• **WHAT TO WORK ON**
Copy out the items below, substituting "circle" for every "disc" and changing nothing else. Leave the pictures out.

• **EXTRACTED DATA**
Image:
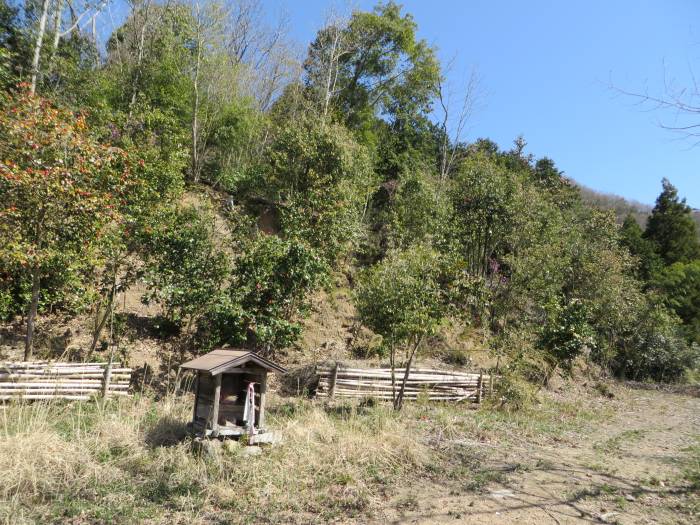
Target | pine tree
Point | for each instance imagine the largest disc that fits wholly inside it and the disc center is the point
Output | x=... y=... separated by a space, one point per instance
x=671 y=227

• **TASK OUTPUT**
Image:
Target | pine tree
Point | for each instance imagine the largest circle that fits wholly inside it and the circle center is the point
Output | x=... y=... separated by a space, one point per instance
x=671 y=227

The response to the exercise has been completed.